● Task brief:
Begin at the line that contains "Could you spot the moss-covered" and repeat every line from there to the end of the records below, inclusive, without adding any other line.

● Items from a dataset:
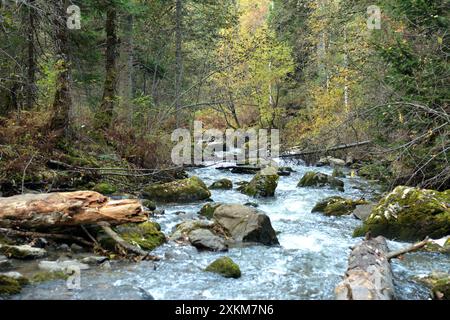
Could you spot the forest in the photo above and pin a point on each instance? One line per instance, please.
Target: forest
(92, 91)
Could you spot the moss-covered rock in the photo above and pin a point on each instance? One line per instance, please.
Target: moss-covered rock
(146, 235)
(9, 286)
(439, 284)
(23, 252)
(410, 214)
(338, 173)
(223, 184)
(104, 188)
(183, 229)
(439, 245)
(317, 179)
(337, 206)
(374, 171)
(208, 209)
(225, 267)
(186, 190)
(149, 204)
(263, 183)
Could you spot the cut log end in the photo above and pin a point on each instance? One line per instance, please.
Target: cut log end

● Output for this exercise:
Could you spot the moss-covered rock in the photo above and pin a point on each instance? One line per instance, please.
Target: moss-covered rock
(146, 235)
(9, 286)
(439, 284)
(23, 252)
(410, 214)
(338, 173)
(223, 184)
(104, 188)
(183, 229)
(439, 245)
(317, 179)
(337, 206)
(374, 171)
(208, 209)
(225, 267)
(186, 190)
(149, 204)
(263, 183)
Could you spot the cut log end in the photo above and pin a point on each instance? One line per instance, please.
Target: cut log end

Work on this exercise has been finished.